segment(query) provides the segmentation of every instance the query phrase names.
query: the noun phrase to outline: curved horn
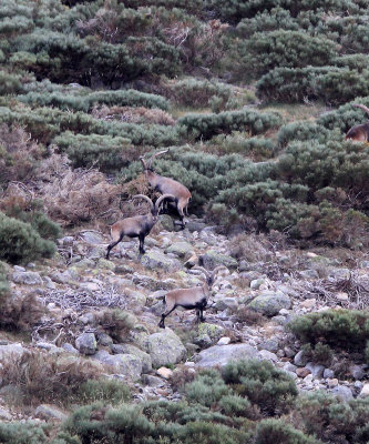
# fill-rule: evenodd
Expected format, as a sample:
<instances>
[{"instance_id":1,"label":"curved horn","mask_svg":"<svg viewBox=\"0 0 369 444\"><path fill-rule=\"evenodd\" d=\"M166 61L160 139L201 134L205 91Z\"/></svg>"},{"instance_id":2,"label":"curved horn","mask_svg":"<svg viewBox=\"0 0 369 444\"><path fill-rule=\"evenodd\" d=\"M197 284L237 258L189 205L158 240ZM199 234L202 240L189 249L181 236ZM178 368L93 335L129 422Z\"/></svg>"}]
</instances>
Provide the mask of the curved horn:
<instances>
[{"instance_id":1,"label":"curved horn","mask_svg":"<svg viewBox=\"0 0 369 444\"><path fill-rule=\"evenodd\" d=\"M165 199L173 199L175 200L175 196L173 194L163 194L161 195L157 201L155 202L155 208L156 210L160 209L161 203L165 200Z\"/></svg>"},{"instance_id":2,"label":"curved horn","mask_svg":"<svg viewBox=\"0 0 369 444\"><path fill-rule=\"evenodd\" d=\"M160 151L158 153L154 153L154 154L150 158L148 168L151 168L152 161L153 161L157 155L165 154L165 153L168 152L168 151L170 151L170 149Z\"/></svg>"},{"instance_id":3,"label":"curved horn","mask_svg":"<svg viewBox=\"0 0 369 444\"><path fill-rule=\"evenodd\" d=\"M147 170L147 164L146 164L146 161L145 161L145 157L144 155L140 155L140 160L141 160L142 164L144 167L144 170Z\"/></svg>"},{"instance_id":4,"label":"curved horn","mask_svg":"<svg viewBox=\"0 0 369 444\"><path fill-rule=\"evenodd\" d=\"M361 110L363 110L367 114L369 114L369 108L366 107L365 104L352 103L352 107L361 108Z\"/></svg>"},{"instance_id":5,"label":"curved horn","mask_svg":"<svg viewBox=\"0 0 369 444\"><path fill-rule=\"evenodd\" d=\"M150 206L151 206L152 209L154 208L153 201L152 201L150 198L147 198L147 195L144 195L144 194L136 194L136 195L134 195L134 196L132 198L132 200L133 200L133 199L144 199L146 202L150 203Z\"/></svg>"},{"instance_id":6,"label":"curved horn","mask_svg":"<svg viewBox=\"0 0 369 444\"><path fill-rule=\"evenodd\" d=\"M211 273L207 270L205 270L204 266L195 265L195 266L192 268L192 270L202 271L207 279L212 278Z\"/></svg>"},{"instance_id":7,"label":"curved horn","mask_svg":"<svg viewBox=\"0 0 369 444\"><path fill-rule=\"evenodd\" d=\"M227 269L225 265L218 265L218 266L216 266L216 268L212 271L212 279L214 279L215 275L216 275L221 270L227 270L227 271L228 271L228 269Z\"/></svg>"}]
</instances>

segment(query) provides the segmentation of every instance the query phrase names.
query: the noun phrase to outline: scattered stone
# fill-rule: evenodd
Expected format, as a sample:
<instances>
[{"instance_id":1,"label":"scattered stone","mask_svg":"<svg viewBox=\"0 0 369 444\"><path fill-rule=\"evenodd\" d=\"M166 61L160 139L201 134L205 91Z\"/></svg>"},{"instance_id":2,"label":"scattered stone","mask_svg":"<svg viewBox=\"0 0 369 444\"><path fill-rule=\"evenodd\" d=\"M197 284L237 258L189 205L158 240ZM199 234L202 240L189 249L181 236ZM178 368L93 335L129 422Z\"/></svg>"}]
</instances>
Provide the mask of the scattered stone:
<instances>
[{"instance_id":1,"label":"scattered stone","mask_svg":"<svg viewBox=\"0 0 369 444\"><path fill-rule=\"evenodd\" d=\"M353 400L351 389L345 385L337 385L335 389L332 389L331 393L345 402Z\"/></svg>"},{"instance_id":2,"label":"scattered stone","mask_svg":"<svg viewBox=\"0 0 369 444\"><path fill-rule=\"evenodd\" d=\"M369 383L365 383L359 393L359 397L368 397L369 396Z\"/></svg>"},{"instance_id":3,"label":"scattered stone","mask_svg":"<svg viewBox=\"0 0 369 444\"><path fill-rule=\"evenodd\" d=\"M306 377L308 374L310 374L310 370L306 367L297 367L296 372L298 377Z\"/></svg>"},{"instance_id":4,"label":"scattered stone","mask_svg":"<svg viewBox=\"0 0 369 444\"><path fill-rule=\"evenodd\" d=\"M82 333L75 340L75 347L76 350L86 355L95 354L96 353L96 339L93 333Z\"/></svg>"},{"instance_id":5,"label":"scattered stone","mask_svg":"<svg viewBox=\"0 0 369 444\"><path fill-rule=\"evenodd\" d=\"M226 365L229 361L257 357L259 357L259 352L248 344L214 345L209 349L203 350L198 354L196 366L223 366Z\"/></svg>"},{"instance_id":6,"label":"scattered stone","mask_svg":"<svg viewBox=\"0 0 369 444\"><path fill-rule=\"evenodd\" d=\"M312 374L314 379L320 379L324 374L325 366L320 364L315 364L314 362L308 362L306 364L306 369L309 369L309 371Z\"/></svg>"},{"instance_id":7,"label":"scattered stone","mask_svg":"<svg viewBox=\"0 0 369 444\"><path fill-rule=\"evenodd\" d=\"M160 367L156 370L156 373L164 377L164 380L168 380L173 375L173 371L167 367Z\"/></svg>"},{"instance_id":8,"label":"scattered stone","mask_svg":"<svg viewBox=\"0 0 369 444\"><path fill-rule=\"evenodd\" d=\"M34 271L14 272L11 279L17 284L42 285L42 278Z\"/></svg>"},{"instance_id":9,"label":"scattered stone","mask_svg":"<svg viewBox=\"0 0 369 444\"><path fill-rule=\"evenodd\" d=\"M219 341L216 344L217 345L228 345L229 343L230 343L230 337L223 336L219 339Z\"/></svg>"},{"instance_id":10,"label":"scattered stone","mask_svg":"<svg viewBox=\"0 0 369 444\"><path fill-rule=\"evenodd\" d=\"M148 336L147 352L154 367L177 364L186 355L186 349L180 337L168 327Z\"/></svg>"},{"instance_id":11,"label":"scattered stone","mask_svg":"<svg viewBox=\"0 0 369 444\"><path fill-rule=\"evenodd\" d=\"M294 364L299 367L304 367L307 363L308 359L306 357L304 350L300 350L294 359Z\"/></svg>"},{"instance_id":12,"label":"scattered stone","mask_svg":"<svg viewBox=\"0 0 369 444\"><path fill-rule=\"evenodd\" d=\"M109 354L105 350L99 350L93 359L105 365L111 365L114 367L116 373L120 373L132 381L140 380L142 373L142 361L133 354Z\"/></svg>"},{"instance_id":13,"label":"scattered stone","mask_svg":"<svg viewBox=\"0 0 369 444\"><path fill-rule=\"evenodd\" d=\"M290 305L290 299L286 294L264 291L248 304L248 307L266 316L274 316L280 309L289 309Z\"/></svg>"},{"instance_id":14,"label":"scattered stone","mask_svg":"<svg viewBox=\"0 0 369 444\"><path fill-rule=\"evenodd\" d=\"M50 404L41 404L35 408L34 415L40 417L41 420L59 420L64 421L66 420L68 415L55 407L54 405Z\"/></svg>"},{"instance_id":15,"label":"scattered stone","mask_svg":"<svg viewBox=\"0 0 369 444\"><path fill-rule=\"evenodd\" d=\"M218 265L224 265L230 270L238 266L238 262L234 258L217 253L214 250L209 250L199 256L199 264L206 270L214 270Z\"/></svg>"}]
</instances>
++++
Pick out each line above that contains the word "outline", and list those lines in their original order.

• [The solution]
query: the noun phrase to outline: curved horn
query: the noun phrase to outline: scattered stone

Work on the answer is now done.